[K12OSN] Student problem

Jim Kronebusch jim at winonacotter.org
Wed Apr 28 22:25:08 UTC 2004

Thanks Mike!  This is awesome info.  

Where do you set up access levels?  Or is this just describing theory of
how to set up each user with that type of access level?

-----Original Message-----
From: k12osn-bounces at redhat.com [mailto:k12osn-bounces at redhat.com] On
Behalf Of Mike Rambo
Sent: Wednesday, April 28, 2004 12:58 PM
To: Support list for opensource software in schools.
Subject: RE: [K12OSN] Student problem

On Wed, 2004-04-28 at 15:36, Jim Kronebusch wrote:
> I would like to add to the original question #1.  When making the drop

> folder you are only able to specify an owner and a group.  I am a 
> little frustrated with both OS X and Linux in the fact that you are 
> limited to only setting permissions for one additional group.  Problem

> is that I have a folder with the "student" group set to write only, 
> "root" is the owner with full privilege, now I want to give the 
> "teacher" group read/write privileges...oops...too bad...I can only 
> specify one group. Is this truly a limit with Linux or do the gui's 
> limit to only single group privileges.  On Windows I can specify 
> privileges for 15 groups if

Users can be in as many groups as you want. The thinking behind it is a
little different (instead of different groups having access to a folder
think of one group having access to the folder but users being in
multiple groups) but it allows you to accomplish pretty much the same
thing as with windows. Here's how we do it (as an example):

We have five general access levels with each one associated with a

:level:		:primary group:	:secondary groups:
sysadmins	wheel		adm,teachers,staff,users
netmgrs		adm		teachers,staff,users
teachers	teachers	staff,users
otherstaff	staff		users
students	users		-

By making a user a member not only of their primary group but also a
member in all groups below they will have access at their primary level
and below - or put another way...

Group Name	User Names

user		joe,cindy,susan,fred,john
staff		cindy,susan,fred,john
teacher		susan,fred,john
adm		fred,john
root		john

In the example above the user susan can have access to folders that are
owned by any of three groups. By using secondary group memberships you
can have the finer access control you are looking for. You do then have
the additional task of getting the users into the right groups.

• **SOURCE MATERIAL**
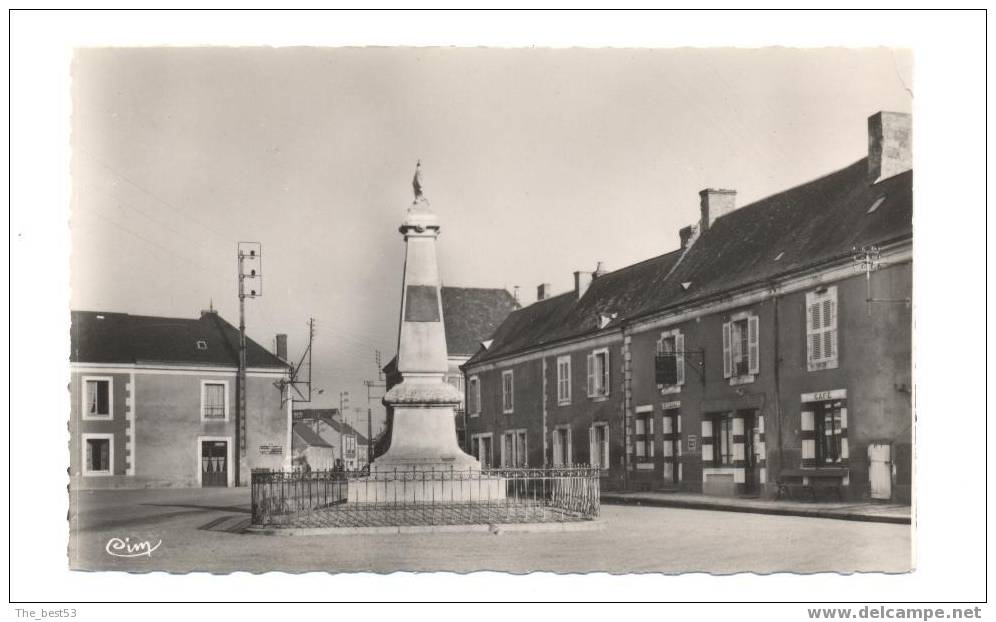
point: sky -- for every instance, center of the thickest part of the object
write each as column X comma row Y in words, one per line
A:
column 538, row 163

• **THE PROBLEM**
In the mailing-list post about student folder permissions, rewrite the paragraph beginning "Users can be in as many groups as you want" as a short bulleted list that keeps its main points.

• **WRITTEN ANSWER**
- A user can belong to any number of groups.
- The approach differs from Windows: instead of several groups having access to a folder, one group has access and users belong to multiple groups.
- This achieves much the same result as on Windows.
- An example of how this is done follows.